* _Task brief_
Gather every line of the records that contains the word "range", matching case exactly, and copy each one.

Stored dataset items:
★ ★ ★ ★ ★

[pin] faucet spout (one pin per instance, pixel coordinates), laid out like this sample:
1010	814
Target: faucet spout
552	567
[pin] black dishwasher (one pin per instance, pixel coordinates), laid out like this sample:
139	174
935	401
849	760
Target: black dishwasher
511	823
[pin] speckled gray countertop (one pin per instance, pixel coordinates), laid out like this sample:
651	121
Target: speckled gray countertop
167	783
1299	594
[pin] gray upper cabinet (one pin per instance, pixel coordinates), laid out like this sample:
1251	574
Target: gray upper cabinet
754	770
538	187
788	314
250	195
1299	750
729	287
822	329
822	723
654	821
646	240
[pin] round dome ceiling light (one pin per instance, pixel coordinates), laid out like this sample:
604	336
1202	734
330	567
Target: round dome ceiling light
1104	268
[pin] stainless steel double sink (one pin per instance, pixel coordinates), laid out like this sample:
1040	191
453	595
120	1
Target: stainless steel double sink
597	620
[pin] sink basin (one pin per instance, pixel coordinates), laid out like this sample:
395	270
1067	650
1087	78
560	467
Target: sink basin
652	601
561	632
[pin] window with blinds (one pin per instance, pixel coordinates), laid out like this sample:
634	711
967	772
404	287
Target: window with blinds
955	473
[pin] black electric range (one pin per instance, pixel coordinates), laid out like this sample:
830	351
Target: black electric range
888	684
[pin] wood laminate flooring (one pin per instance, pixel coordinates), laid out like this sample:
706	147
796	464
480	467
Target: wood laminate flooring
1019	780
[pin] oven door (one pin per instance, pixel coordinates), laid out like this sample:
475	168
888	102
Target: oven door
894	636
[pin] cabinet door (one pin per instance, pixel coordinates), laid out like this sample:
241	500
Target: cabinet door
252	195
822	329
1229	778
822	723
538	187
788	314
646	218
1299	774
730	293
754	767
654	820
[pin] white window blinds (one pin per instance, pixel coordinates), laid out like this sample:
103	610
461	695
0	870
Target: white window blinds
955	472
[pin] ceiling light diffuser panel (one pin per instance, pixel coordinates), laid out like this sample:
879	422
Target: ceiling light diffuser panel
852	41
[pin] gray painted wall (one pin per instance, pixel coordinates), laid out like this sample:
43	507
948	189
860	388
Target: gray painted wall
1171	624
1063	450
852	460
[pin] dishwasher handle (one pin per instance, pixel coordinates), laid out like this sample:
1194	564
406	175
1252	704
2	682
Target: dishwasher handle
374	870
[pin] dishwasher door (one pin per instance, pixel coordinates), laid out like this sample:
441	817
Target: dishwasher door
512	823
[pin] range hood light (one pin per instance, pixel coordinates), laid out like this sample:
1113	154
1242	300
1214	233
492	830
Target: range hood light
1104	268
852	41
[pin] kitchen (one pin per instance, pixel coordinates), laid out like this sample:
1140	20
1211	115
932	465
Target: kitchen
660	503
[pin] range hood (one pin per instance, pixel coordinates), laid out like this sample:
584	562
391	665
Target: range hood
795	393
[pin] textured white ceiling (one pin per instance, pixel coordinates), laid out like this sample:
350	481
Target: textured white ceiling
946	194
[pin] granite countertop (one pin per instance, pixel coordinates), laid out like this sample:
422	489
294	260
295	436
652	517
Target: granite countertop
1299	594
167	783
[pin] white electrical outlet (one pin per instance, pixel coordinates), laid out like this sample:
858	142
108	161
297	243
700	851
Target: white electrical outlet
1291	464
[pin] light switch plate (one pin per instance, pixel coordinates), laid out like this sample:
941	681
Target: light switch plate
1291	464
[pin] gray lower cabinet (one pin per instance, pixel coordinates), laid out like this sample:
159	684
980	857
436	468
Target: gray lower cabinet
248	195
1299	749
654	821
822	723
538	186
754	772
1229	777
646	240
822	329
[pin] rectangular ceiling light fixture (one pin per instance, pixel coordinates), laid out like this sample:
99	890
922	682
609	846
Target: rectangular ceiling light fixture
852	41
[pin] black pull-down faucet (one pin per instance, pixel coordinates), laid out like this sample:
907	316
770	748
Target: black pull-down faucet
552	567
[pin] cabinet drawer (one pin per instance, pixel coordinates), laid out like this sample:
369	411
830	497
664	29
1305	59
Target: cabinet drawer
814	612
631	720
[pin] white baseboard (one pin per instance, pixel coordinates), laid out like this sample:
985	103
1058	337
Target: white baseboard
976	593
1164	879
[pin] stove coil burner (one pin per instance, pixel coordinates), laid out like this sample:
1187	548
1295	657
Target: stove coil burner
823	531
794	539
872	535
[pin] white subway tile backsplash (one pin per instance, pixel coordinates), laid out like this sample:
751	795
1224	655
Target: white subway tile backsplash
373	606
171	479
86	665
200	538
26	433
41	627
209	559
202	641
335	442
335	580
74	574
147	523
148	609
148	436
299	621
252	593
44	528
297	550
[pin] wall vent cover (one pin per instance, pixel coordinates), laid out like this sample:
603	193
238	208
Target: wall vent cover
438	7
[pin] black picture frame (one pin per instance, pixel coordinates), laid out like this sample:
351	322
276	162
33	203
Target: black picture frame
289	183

★ ★ ★ ★ ★

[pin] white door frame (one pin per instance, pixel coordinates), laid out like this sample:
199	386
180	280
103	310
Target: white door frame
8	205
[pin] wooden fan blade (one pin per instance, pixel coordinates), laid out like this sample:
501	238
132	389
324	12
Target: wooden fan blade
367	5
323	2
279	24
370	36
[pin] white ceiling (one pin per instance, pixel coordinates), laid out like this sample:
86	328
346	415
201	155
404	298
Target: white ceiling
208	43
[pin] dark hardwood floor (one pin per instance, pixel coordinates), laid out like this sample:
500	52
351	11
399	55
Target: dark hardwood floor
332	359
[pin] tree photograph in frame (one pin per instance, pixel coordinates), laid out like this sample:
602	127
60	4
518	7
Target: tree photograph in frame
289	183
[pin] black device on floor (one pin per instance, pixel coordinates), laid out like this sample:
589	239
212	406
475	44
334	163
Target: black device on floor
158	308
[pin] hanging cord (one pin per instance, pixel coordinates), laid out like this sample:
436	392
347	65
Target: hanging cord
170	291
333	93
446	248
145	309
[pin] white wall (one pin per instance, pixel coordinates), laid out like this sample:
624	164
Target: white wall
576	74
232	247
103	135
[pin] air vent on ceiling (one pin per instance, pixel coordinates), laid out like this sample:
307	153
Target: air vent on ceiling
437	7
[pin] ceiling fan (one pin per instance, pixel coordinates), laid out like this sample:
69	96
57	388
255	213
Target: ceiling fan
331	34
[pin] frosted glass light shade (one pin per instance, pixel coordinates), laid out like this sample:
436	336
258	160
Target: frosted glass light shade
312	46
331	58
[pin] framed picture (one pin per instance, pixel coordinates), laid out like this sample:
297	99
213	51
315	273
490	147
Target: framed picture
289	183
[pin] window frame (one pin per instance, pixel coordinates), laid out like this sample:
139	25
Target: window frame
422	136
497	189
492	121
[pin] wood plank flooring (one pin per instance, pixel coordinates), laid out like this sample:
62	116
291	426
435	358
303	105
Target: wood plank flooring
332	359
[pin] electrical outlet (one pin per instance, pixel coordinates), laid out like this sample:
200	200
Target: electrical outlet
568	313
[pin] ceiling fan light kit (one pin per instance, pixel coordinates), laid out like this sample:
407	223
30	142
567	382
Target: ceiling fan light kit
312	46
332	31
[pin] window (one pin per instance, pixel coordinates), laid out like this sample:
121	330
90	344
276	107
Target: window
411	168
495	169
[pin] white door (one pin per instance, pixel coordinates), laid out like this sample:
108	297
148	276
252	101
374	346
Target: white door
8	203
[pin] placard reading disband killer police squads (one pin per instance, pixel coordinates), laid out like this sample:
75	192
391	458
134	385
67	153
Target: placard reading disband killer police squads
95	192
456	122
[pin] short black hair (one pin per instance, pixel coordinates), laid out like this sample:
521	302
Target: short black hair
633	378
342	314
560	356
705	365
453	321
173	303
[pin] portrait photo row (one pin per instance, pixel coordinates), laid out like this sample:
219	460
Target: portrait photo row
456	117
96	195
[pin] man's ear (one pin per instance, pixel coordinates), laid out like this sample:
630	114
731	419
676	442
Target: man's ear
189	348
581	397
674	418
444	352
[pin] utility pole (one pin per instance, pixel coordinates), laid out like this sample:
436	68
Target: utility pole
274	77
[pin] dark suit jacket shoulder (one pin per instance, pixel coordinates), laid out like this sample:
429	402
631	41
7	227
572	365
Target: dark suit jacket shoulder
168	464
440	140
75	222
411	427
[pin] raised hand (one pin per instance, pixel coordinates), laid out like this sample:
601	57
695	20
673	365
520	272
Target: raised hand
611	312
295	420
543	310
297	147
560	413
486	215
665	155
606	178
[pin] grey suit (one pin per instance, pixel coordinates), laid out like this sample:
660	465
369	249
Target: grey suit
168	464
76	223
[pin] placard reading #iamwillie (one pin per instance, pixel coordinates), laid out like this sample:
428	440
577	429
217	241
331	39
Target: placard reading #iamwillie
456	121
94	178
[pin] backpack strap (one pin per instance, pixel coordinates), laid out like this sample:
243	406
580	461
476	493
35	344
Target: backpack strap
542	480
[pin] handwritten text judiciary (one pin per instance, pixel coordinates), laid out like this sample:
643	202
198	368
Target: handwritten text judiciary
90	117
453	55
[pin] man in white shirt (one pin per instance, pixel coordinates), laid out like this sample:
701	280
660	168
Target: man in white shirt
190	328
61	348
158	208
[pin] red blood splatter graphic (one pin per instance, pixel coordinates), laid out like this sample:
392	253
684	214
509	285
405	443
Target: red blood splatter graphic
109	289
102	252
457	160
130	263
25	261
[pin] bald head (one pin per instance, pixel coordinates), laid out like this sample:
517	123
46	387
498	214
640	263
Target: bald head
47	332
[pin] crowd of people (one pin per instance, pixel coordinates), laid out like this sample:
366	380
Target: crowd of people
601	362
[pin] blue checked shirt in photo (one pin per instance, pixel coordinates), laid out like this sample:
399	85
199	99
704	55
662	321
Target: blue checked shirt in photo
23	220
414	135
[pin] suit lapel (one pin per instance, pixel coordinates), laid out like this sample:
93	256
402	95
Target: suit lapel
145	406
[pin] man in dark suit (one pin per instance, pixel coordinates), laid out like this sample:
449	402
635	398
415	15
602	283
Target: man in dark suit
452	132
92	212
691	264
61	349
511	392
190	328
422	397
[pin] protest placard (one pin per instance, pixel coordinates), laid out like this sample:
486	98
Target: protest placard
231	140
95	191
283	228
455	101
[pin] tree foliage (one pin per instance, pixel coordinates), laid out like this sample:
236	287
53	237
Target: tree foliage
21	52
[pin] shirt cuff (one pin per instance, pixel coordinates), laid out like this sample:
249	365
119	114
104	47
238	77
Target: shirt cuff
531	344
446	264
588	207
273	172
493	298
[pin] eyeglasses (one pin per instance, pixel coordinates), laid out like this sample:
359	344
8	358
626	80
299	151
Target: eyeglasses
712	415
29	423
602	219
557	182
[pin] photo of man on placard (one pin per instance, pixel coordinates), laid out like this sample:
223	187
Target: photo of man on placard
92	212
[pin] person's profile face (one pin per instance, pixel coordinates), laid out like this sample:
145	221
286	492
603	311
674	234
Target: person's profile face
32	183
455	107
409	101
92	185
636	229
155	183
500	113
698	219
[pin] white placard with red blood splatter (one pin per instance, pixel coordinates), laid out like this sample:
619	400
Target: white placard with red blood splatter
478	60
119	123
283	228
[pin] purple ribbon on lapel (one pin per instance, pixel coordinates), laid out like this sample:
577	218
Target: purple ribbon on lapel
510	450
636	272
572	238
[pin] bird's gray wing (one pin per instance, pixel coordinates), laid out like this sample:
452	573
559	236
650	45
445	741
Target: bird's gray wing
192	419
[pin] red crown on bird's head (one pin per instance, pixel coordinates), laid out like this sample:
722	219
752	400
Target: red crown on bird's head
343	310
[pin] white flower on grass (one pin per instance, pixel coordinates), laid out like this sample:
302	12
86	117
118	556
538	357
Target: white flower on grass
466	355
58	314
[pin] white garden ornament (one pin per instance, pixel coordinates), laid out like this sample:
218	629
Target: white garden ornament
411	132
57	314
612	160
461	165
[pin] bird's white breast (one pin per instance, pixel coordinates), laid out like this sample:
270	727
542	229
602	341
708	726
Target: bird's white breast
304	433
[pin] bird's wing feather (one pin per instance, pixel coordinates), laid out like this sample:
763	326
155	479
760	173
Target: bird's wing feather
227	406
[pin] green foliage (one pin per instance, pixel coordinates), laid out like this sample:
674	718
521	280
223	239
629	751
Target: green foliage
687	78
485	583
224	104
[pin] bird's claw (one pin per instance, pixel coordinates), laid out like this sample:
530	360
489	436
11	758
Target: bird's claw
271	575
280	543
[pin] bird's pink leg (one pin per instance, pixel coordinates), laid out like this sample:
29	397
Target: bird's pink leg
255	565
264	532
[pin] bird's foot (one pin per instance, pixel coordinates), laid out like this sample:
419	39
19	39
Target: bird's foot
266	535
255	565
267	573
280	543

★ ★ ★ ★ ★

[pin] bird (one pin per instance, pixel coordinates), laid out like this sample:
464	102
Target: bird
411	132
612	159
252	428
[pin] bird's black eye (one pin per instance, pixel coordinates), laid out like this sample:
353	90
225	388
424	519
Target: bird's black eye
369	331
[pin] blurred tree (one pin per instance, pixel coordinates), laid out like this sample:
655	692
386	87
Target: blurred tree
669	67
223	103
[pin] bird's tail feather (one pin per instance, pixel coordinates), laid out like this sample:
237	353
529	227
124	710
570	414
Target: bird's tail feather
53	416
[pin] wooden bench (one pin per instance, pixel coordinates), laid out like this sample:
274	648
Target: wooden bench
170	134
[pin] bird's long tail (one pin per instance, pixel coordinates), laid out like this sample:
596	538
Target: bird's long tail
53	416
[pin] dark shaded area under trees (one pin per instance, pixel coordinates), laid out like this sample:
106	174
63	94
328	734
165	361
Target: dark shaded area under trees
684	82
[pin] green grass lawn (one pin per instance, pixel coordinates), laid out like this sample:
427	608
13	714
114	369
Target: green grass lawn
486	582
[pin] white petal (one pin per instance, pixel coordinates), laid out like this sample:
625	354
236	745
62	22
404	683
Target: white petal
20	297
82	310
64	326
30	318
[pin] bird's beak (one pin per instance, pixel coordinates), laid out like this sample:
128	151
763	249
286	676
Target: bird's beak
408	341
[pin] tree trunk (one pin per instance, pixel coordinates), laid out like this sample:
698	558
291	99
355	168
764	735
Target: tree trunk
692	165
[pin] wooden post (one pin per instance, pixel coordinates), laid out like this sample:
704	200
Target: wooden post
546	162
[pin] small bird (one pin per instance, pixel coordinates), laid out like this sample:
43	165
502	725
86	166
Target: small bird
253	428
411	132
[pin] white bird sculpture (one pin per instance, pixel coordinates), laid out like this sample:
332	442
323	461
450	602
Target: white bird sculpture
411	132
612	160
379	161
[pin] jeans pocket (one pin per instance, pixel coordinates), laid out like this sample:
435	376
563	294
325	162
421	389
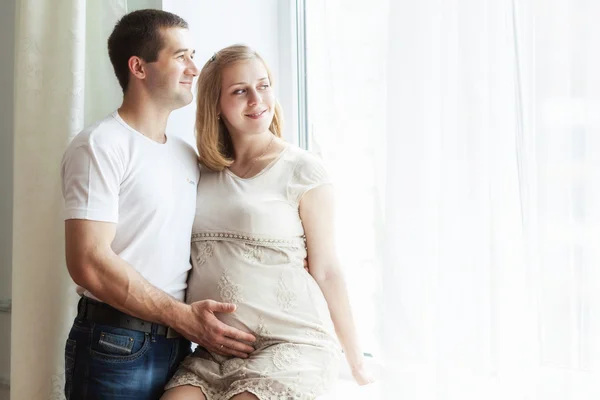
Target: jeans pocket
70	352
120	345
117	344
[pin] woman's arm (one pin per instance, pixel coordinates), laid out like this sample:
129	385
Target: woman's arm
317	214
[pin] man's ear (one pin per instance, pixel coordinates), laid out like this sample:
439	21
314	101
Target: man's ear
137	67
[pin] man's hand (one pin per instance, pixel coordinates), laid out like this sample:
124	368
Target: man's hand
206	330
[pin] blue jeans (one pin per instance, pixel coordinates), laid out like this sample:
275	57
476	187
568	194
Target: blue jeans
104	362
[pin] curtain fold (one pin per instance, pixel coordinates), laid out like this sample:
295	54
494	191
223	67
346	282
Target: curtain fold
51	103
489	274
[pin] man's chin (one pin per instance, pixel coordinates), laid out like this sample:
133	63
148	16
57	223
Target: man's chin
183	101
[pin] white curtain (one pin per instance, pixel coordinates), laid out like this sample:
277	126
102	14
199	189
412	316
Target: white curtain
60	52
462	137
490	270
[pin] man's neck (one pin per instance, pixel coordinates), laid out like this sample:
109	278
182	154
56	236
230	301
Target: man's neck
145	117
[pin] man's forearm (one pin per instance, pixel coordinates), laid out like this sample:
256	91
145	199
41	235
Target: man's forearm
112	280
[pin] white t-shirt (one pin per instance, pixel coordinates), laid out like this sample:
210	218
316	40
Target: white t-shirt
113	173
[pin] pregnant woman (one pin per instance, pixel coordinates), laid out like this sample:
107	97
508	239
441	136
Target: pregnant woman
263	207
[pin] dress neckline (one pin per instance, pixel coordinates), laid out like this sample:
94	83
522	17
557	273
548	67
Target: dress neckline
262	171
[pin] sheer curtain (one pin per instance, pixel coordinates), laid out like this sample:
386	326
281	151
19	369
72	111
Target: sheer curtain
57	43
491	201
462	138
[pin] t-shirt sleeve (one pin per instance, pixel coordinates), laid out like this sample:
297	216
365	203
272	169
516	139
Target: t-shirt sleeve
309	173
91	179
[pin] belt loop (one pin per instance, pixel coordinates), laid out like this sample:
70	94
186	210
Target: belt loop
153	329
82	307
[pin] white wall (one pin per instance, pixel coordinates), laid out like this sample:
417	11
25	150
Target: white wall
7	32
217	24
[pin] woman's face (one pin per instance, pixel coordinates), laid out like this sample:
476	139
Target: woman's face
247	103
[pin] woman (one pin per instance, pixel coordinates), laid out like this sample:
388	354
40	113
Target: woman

★ ★ ★ ★ ★

* _Task response_
[pin] black electric range (one pin per instance, pixel coordinates), laid out like this sample:
Target: black electric range
[pin] range hood light (one pin per instance, pixel coordinates), laid out like this sample:
Target: range hood light
[pin] range hood (one pin per instance, pixel coordinates), laid out like this sample:
Target: range hood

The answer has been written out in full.